Information supplied =>

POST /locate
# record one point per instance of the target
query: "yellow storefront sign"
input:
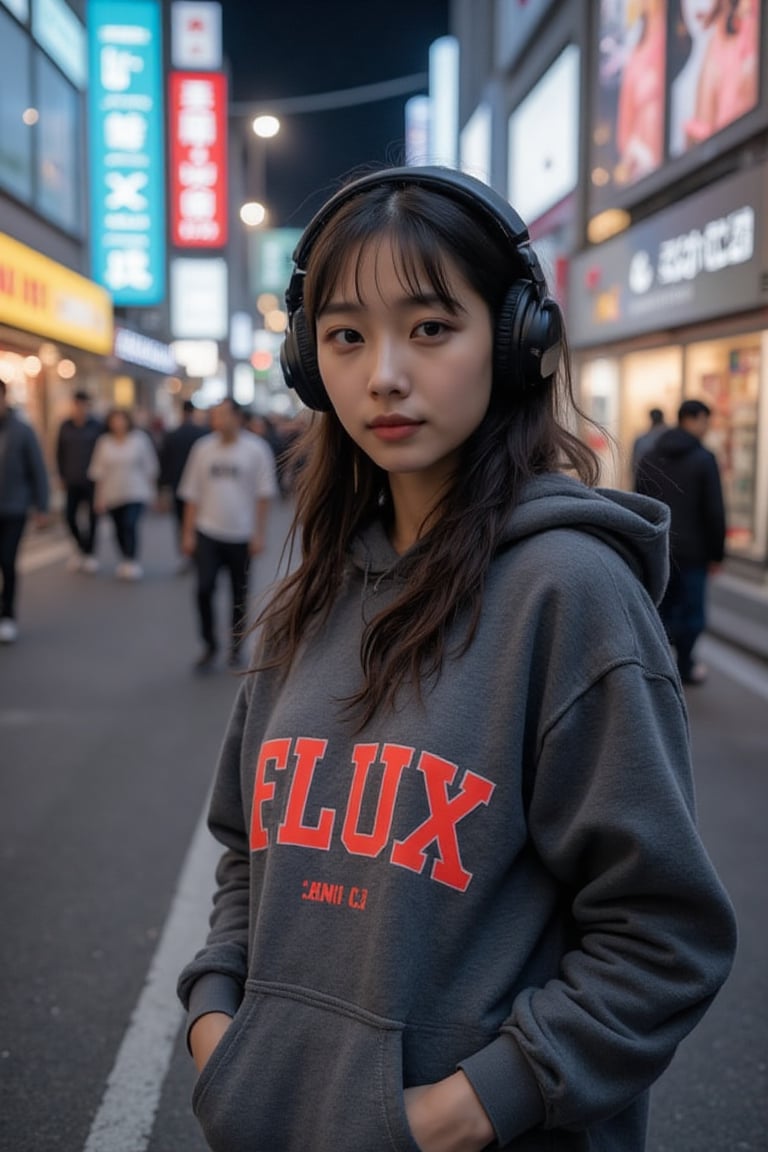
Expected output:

Task directions => Copy every line of the records above word for word, leaving out the pictures.

Task response =>
POST /locate
# record one point per instance of the target
query: "yellow storefront sign"
input:
Expected output:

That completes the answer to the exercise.